## Document:

--------------------------------

Ce caractère « héréditaire » du statut de réfugié palestinien comme le fait que l’UNRWA est la seule organisation des Nations unies dont l’activité soit consacrée à une unique nationalité constituaient pour Trump et ses collaborateurs des griefs majeurs contre l’agence. Peu familier du monde des organisations humanitaires et de leurs missions, le magnat de l’immobilier devenu président jugeait cette agence qui coûtait cher et ne rapportait rien « totalement défectueuse » et l’accusait de dilapider les fonds des donateurs.
Son ambassadrice à l’ONU, Nikki Haley, affirmait que l’UNRWA trafiquait ses chiffres pour grossir le nombre de réfugiés palestiniens, lesquels ne cessaient de « dénigrer les États-Unis ». « Il faut dire la vérité aux contribuables, assenait tweet après tweet le secrétaire d’État Mike Pompeo. La majorité des Palestiniens sous la juridiction de l’UNRWA ne sont pas des réfugiés et l’UNRWA est un obstacle à la paix. »
Sur ce point comme sur nombre d’autres, le discours de l’administration Trump et celui de Netanyahou et de ses alliés se confondaient. Au point que les mensonges des uns ajoutés à l’intox des autres éclipsaient souvent la véritable raison de leur haine commune de l’UNRWA et de leur volonté de l’éliminer. Car la réalité, moins avouable, est enracinée dans l’histoire : aux yeux des dirigeants israéliens et de leurs amis américains, l’agence incarne la permanence du problème des réfugiés palestiniens et de leur droit au retour.
Droit que les Palestiniens jugent inaliénable et imprescriptible. Et que les Israéliens tiennent pour inacceptable. Parce qu’il implique des réparations humaines et financières auxquelles ils ne sont pas prêts. Et surtout parce qu’il rappelle les conditions dans lesquelles leur pays a été créé, en rayant de la carte la Palestine et son peuple. Avec le statut de Jérusalem, l’avenir des colonies, le tracé des frontières, les arrangements de sécurité, la question des réfugiés était l’un des dossiers renvoyés à la discussion finale des accords d’Oslo sur le « statut permanent ». Discussion qui n’a jamais eu lieu.

--------------------------------

## Données de travail:
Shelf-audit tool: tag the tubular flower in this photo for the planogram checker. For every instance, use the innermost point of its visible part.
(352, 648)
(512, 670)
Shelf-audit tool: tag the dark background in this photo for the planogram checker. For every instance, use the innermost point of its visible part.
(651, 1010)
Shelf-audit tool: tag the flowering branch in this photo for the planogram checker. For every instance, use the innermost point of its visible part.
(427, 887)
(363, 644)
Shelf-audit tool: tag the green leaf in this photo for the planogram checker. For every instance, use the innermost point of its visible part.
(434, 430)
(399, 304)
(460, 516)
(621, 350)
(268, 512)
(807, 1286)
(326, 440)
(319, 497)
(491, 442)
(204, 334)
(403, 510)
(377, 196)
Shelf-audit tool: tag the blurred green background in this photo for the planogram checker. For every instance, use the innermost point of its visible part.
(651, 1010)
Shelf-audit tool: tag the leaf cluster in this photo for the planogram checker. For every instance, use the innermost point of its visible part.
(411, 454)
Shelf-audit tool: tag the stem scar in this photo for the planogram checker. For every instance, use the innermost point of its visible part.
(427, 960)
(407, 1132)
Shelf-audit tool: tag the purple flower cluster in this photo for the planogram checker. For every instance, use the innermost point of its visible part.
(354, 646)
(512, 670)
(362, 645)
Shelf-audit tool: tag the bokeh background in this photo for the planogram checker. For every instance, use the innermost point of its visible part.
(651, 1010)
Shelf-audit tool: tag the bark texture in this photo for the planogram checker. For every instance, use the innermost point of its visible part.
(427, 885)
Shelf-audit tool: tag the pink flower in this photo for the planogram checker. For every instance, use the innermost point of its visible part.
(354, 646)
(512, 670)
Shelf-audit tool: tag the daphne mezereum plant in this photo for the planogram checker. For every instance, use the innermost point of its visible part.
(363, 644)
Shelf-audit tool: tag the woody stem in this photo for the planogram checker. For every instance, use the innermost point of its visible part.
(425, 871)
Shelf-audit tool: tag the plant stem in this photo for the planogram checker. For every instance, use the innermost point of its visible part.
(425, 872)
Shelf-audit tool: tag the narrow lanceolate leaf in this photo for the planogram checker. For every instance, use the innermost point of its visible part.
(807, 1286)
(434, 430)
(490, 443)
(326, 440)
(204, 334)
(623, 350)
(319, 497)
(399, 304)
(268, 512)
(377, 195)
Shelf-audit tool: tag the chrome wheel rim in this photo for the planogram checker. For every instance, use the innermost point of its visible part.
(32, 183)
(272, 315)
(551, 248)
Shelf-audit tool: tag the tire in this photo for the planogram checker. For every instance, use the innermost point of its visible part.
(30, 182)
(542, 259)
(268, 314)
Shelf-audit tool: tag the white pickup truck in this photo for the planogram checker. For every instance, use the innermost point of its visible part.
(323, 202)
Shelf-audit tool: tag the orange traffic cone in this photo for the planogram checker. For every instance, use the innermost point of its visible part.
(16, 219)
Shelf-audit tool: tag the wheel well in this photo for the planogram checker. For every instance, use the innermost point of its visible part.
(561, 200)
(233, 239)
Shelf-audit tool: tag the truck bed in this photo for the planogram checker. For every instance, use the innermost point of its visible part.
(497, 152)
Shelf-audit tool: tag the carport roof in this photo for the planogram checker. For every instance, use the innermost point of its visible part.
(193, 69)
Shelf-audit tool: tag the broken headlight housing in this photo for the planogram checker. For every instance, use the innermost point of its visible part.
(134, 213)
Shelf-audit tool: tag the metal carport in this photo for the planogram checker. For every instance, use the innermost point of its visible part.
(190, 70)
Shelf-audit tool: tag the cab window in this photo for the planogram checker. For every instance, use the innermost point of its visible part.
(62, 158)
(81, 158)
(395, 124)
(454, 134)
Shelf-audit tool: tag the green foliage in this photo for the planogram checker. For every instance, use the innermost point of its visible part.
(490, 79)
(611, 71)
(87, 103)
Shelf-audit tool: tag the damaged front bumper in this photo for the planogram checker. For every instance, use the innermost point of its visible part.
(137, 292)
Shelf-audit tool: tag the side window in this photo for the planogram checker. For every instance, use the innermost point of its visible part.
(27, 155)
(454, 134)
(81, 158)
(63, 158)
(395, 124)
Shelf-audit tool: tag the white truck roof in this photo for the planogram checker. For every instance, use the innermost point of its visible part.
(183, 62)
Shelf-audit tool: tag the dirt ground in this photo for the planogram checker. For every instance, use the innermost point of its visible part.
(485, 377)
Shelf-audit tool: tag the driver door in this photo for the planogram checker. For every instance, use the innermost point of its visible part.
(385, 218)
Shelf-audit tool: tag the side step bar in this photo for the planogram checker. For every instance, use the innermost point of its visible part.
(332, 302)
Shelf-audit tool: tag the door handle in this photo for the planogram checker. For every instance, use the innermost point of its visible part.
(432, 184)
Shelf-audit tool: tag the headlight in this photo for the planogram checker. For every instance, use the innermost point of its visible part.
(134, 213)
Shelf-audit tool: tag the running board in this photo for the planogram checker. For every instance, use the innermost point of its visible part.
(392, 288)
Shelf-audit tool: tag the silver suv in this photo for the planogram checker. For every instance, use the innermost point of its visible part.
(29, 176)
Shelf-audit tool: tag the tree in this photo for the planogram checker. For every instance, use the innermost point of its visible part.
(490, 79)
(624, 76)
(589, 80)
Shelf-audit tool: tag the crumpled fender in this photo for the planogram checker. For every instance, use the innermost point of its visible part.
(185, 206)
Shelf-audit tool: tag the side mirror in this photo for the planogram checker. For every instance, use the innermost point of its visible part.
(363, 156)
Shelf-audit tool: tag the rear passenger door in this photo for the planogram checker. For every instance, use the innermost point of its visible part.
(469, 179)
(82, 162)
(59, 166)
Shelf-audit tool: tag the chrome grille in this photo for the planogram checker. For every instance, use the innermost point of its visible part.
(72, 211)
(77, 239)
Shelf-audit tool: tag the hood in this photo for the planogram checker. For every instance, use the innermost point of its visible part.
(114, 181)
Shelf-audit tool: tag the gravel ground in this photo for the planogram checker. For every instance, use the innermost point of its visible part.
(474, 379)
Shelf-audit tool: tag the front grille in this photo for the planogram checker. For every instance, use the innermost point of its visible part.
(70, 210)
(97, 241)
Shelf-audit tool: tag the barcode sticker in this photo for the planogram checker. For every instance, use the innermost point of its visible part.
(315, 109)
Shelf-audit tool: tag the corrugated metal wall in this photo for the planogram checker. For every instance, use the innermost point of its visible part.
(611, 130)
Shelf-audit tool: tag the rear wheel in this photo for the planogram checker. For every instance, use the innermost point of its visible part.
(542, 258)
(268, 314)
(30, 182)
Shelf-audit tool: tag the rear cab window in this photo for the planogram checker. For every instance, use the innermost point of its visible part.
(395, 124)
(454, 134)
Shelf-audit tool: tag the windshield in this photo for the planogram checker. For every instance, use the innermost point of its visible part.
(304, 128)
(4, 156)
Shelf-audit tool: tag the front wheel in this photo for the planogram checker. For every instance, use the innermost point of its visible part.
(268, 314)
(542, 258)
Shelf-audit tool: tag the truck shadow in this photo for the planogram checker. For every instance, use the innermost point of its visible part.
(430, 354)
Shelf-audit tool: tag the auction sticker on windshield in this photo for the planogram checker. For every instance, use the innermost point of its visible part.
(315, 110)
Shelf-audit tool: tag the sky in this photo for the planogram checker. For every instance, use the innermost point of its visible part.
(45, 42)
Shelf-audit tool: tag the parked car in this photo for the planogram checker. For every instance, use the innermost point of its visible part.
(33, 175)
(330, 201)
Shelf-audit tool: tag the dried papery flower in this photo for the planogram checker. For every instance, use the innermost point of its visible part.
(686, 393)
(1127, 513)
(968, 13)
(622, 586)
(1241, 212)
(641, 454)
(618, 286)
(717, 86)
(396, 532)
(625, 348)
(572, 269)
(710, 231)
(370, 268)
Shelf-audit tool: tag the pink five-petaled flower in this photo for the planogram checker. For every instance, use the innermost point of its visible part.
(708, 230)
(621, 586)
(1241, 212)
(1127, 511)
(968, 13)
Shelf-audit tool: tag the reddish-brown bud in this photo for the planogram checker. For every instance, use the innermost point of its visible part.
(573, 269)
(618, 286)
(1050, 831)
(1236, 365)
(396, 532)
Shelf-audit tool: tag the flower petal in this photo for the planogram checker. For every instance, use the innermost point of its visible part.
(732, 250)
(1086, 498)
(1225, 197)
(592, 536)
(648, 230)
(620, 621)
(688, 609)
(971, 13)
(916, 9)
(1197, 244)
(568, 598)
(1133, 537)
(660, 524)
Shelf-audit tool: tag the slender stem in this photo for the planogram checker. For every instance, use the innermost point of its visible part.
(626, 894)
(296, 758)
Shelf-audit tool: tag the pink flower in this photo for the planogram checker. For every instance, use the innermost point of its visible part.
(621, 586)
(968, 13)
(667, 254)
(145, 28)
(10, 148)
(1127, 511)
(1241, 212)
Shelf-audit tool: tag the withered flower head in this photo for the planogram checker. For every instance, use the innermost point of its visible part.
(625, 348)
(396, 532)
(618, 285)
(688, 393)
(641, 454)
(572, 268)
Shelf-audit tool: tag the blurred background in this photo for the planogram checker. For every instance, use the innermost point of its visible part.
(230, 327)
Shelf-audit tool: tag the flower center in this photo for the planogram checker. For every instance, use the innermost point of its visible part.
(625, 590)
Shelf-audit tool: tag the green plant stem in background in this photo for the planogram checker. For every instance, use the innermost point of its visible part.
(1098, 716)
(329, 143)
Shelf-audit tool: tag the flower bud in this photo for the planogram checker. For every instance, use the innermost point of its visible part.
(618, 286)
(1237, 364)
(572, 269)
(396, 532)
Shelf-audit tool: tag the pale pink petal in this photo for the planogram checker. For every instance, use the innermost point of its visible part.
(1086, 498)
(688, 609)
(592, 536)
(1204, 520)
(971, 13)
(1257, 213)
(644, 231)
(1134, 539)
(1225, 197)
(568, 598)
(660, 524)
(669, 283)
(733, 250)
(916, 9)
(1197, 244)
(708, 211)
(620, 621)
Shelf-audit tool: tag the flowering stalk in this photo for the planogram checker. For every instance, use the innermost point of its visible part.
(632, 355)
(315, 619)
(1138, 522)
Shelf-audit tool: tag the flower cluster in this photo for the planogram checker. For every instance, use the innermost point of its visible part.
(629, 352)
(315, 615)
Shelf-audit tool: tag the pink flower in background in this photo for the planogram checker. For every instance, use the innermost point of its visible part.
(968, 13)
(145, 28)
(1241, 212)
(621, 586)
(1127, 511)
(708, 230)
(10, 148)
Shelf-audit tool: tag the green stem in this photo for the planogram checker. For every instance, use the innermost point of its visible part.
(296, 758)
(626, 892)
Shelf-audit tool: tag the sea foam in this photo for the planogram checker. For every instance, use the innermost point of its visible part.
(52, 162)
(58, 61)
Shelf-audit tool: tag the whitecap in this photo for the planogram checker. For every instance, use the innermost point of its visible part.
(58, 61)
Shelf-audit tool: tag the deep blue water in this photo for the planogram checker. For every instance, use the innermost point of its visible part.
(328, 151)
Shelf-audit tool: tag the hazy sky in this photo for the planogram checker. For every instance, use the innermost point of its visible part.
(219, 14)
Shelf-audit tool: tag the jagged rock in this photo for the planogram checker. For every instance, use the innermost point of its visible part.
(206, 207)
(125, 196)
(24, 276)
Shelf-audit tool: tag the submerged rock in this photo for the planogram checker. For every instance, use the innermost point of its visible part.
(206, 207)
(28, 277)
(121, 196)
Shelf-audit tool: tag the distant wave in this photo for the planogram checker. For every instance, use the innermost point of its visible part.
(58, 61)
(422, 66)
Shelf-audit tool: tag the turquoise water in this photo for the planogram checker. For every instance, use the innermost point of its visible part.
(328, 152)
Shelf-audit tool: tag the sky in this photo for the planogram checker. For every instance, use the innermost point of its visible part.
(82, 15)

--------------------------------

## Consignes:
[1] Reproduisez à l'identique le passage du texte sur l'UNRWA qui commence aux mots « Droit que les » et s'arrête après « jamais eu lieu. ».
[2] Listez, en les recopiant, toutes les lignes des enregistrements qui contiennent la chaîne « metal ». La casse compte.

## Réponses par consigne:
[1]
Droit que les Palestiniens jugent inaliénable et imprescriptible. Et que les Israéliens tiennent pour inacceptable. Parce qu’il implique des réparations humaines et financières auxquelles ils ne sont pas prêts. Et surtout parce qu’il rappelle les conditions dans lesquelles leur pays a été créé, en rayant de la carte la Palestine et son peuple. Avec le statut de Jérusalem, l’avenir des colonies, le tracé des frontières, les arrangements de sécurité, la question des réfugiés était l’un des dossiers renvoyés à la discussion finale des accords d’Oslo sur le « statut permanent ». Discussion qui n’a jamais eu lieu.

[2]
Shelf-audit tool: tag the metal carport in this photo for the planogram checker. For every instance, use the innermost point of its visible part.
Shelf-audit tool: tag the corrugated metal wall in this photo for the planogram checker. For every instance, use the innermost point of its visible part.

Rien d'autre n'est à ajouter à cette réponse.